→ **YOUR ASSIGNMENT**
Every line of the material below should be repeated exactly.

◆ ◆ ◆ ◆ ◆ ◆ ◆

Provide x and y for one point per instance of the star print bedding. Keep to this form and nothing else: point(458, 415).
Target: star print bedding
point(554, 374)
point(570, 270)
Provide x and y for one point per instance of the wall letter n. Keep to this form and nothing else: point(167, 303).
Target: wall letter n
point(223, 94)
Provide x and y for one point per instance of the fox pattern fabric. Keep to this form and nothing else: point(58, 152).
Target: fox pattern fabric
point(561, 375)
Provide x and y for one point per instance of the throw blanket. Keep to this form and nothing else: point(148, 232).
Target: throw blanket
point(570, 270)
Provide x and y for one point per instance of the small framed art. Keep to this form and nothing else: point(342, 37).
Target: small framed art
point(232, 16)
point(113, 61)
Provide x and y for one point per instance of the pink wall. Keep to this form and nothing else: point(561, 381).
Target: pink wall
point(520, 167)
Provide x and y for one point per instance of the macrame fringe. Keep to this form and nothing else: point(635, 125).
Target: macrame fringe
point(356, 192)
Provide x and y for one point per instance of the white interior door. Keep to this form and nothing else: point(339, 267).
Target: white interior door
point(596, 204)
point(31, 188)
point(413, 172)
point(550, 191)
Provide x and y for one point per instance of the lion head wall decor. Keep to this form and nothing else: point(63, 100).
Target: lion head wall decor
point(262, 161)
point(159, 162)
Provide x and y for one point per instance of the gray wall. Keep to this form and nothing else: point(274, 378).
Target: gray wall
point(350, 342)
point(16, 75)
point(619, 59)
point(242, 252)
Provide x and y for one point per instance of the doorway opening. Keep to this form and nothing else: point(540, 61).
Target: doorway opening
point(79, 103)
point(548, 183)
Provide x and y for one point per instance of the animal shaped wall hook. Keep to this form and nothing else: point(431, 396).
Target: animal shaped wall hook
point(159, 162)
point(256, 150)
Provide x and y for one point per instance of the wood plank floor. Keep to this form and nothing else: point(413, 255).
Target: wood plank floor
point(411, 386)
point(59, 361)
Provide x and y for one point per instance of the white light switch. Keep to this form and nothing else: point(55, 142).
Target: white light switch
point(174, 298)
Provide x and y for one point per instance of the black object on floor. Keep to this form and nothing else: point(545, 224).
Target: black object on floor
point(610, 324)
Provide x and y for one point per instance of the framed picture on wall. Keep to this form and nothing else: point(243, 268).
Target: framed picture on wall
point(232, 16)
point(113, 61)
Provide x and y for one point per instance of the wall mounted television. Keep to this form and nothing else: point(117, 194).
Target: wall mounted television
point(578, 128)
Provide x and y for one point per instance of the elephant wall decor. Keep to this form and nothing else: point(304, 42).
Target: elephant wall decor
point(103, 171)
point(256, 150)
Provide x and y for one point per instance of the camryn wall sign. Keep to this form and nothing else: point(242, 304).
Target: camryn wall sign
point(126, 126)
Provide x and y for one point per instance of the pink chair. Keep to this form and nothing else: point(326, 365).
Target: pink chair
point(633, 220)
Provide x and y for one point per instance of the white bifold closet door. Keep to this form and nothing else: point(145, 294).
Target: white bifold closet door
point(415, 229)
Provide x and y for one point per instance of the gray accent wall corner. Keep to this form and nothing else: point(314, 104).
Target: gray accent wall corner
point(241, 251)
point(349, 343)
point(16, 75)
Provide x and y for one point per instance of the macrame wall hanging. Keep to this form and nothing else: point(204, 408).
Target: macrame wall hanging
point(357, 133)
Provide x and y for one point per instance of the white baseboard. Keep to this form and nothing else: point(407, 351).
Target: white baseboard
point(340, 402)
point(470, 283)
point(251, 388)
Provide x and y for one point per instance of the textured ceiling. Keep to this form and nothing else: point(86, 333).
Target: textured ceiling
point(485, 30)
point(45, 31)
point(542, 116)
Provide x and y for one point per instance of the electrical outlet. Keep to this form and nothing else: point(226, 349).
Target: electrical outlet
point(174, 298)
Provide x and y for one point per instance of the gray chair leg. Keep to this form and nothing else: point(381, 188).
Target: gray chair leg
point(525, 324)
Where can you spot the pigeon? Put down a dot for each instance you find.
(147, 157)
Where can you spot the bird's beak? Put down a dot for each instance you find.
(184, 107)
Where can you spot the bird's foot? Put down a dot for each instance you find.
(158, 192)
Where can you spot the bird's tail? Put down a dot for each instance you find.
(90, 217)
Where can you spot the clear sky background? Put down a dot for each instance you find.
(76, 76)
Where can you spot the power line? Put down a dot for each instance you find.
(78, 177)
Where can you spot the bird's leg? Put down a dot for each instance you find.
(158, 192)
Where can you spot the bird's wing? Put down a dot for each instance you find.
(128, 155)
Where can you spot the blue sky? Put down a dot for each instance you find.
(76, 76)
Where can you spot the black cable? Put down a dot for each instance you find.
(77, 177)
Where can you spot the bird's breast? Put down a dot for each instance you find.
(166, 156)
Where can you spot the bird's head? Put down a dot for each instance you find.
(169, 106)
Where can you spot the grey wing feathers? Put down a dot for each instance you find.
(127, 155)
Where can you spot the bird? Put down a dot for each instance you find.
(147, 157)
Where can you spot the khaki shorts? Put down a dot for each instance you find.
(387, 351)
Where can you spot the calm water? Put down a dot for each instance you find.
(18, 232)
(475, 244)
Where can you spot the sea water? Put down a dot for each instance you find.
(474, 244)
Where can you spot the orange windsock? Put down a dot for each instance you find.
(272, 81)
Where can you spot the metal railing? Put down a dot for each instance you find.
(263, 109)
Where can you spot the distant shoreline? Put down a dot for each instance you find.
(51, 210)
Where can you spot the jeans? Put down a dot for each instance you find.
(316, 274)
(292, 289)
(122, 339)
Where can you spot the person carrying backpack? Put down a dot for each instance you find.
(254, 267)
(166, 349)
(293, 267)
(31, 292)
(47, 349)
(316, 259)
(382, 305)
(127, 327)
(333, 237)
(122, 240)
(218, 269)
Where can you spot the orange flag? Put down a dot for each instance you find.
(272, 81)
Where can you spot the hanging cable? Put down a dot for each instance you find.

◆ ◆ ◆ ◆ ◆ ◆ ◆

→ **EXERCISE SOLUTION**
Provide x and y for one point per instance of the star print bedding. Keep to this form and nothing else: point(458, 415).
Target: star print bedding
point(554, 374)
point(570, 270)
Provide x and y for one point per instance of the wall letter n. Keep to this form and nothing else: point(167, 303).
Target: wall letter n
point(223, 94)
Provide x and y for one point per instance of the fox pattern fabric. Keep to this form and nothing else: point(58, 152).
Target: fox pattern fabric
point(561, 375)
Provide x and y for one point per instance of the throw blanket. Keep to this form and nothing else: point(148, 232).
Target: throw blanket
point(570, 270)
Provide x and y for one point per instance of the small framed art. Keep to this form and nothing else: point(342, 37).
Target: small framed art
point(232, 16)
point(113, 61)
Provide x and y for one point per instance of the pink wall. Keep to this form and nothing else: point(561, 381).
Target: pink wall
point(520, 167)
Provide x and y for one point per instance of the macrame fringe. Keep to this form and nothing else: point(635, 125).
Target: macrame fringe
point(356, 192)
Provide x and y for one point per instance of the white interior door. Keep to this form and nothing else: point(339, 267).
Target: white interior door
point(596, 204)
point(31, 188)
point(413, 172)
point(550, 191)
Provide x and y for one point per instance of the lion head wall decor. Keep to this form and nothing else: point(63, 100).
Target: lion head wall decor
point(262, 161)
point(159, 162)
Provide x and y for one point per instance of the gray wall. Keep to this form and nothing else: point(274, 378).
Target: gray wall
point(350, 342)
point(16, 75)
point(619, 59)
point(242, 252)
Provide x and y for one point per instance of the doorway opening. Keep to this form and nothing else: point(540, 61).
Target: doorway opening
point(79, 103)
point(548, 183)
Provide x and y for one point per instance of the animal shaped wall hook. Keep to this form and nothing else: point(431, 396).
Target: animal shaped wall hook
point(159, 162)
point(256, 150)
Provide x and y for one point per instance of the wood plank floor. Keep to this form and nothing else: point(413, 255).
Target: wood plank floor
point(411, 386)
point(59, 361)
Provide x and y for one point per instance of the white light switch. Keep to this form and nothing else: point(55, 142).
Target: white light switch
point(174, 298)
Provide x and y for one point per instance of the black object on floor. Keep to this form and nothing else: point(545, 224).
Target: black object on floor
point(610, 324)
Provide x and y for one point per instance of the framed picture on wall. Keep to this form and nothing else: point(243, 268).
Target: framed picture on wall
point(232, 16)
point(113, 61)
Provide x and y for one point per instance of the wall mounted television. Keep to this form and nothing else: point(117, 194).
Target: wall mounted television
point(578, 128)
Provide x and y for one point per instance of the elephant wall decor. Keep to this form and nothing else: point(304, 42).
Target: elephant wall decor
point(103, 171)
point(256, 150)
Provide x and y for one point per instance of the camryn wall sign. Keep to this form and nothing else: point(242, 304).
Target: camryn wall sign
point(126, 126)
Provide x and y for one point per instance of the pink chair. Keep to this form and nothing else: point(326, 365).
Target: pink chair
point(633, 220)
Provide x and y for one point per instance of the white bifold closet door. Keep to this form and nothing else: point(145, 294).
Target: white bifold closet door
point(415, 229)
Provide x and y for one point per instance of the gray accent wall corner. Keep to this form and nothing else: point(314, 104).
Target: gray accent wall corner
point(241, 251)
point(349, 343)
point(16, 75)
Provide x and y for one point per instance of the macrame wall hanging. Keep to this form and nothing else: point(204, 408).
Target: macrame wall hanging
point(357, 133)
Provide x and y for one point per instance of the white baseboard. Keep to this form and nothing else: point(407, 351).
Target: white baseboard
point(340, 402)
point(470, 283)
point(251, 388)
Provide x and y for one point per instance of the textured ceiling. Keep to this form and nothing else: point(86, 333).
Target: textured ceiling
point(485, 30)
point(45, 31)
point(542, 116)
Provide x and y for one point per instance of the electrical outlet. Keep to this form and nothing else: point(226, 349).
Target: electrical outlet
point(174, 298)
Provide x and y for one point per instance of the gray chair leg. Keep to this form and nothing else: point(381, 188).
Target: gray chair leg
point(525, 324)
Where can you spot the pigeon? Put down a dot for each instance you find.
(147, 157)
Where can you spot the bird's beak? Put down a dot for each instance you find.
(184, 107)
Where can you spot the bird's foot? Put down a dot for each instance you find.
(158, 192)
Where can you spot the bird's tail? Put down a dot for each instance you find.
(90, 217)
Where can you spot the clear sky background? Put down a dot for each instance you find.
(76, 76)
Where can you spot the power line? Put down a dot for each instance you find.
(78, 177)
Where can you spot the bird's leg? Put down a dot for each instance you find.
(158, 192)
Where can you spot the bird's wing? Put down a dot for each instance you find.
(128, 155)
Where can you spot the blue sky? Put down a dot for each instance you find.
(76, 76)
Where can you spot the black cable? Put down a dot for each instance you find.
(77, 177)
Where can you spot the bird's breast? Put down a dot for each instance you find.
(166, 156)
Where can you spot the bird's head? Put down a dot for each instance you find.
(169, 106)
Where can you spot the grey wing feathers? Put down a dot for each instance you find.
(127, 155)
Where can you spot the bird? Put down a dot for each instance you find.
(147, 157)
Where can you spot the khaki shorts? Put down a dot for each instance you find.
(387, 351)
Where can you spot the calm water? Put down a dot for each instance you find.
(18, 232)
(475, 244)
Where can you spot the sea water? Put down a dot for each instance you find.
(474, 244)
Where can you spot the orange windsock? Put down a dot for each instance you find.
(272, 81)
Where can you spot the metal railing? Put down a dot for each instance you find.
(263, 109)
Where can you spot the distant shoreline? Put down a dot for each instance you find.
(51, 210)
Where can you spot the jeans? Put down a dot for each instance you find.
(316, 274)
(292, 289)
(122, 339)
Where can you spot the person carrying backpack? Put down a dot for each instance you find.
(254, 267)
(166, 349)
(293, 267)
(31, 292)
(47, 349)
(316, 259)
(382, 305)
(127, 327)
(333, 237)
(122, 240)
(218, 269)
Where can you spot the orange flag? Put down a dot for each instance you find.
(272, 81)
Where can you spot the hanging cable? Put down a dot for each instance you find.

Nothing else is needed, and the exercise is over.